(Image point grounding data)

◇ ◇ ◇ ◇ ◇ ◇ ◇

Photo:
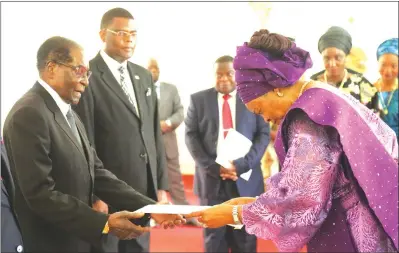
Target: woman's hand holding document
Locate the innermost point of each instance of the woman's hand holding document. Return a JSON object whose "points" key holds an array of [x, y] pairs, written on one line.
{"points": [[184, 210]]}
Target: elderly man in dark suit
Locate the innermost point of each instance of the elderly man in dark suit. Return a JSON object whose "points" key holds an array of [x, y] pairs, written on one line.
{"points": [[11, 239], [210, 114], [119, 111], [56, 170]]}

◇ ◇ ◇ ◇ ◇ ◇ ◇

REQUIREMENT:
Provide the number of lines in the data above that contain the string "Target", and nothing else.

RESULT OF THE TASK:
2